WORK REQUIRED → Return only how many lines in the data include the string "rough".

Data excerpts →
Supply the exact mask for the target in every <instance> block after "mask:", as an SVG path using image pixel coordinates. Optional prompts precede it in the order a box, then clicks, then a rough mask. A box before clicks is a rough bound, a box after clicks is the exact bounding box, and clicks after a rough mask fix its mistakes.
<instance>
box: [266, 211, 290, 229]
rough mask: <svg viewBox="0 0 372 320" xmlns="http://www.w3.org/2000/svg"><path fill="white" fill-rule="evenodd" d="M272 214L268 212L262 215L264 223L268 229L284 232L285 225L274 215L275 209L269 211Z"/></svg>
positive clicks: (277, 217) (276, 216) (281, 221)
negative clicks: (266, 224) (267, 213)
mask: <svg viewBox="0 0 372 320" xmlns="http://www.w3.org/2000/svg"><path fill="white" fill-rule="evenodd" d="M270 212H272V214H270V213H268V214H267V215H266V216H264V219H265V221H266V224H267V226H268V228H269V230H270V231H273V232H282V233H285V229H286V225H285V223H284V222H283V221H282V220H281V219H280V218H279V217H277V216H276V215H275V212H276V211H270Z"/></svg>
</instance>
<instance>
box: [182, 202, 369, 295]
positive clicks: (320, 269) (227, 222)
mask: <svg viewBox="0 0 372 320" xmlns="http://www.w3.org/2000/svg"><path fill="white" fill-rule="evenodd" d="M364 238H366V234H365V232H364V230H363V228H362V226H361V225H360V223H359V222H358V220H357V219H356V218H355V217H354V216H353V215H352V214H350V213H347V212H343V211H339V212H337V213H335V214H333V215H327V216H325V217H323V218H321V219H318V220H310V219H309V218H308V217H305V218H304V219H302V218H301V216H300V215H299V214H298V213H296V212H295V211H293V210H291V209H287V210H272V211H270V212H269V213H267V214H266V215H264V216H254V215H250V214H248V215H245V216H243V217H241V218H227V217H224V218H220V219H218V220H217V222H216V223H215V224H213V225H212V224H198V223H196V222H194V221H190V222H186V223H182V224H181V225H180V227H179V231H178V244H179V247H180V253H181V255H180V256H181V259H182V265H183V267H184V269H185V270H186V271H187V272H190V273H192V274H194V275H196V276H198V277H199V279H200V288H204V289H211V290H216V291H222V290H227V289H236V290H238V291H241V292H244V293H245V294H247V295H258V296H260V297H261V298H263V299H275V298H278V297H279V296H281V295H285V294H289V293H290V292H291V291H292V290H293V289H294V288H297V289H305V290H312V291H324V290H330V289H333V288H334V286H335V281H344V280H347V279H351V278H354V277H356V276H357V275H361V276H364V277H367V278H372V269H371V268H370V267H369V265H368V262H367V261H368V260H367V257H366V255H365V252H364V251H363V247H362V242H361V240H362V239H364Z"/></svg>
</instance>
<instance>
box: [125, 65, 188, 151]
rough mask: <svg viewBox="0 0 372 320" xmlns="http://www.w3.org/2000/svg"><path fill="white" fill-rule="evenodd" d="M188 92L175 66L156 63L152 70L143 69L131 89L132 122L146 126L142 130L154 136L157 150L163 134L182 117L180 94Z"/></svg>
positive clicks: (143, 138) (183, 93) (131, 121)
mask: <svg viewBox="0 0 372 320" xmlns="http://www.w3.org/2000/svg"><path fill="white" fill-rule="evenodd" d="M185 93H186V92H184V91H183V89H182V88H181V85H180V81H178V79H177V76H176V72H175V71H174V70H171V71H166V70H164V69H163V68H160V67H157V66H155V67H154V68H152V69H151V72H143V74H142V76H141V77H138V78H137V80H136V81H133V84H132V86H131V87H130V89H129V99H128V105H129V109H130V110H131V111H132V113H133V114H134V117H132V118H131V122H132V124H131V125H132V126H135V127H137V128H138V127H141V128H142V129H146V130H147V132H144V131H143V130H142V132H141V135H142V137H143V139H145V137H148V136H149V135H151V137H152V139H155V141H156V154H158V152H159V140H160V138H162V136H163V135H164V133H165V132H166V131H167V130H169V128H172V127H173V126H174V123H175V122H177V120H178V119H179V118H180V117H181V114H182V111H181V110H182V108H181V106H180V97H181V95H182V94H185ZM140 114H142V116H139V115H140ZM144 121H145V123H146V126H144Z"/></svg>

ANSWER SECTION → 3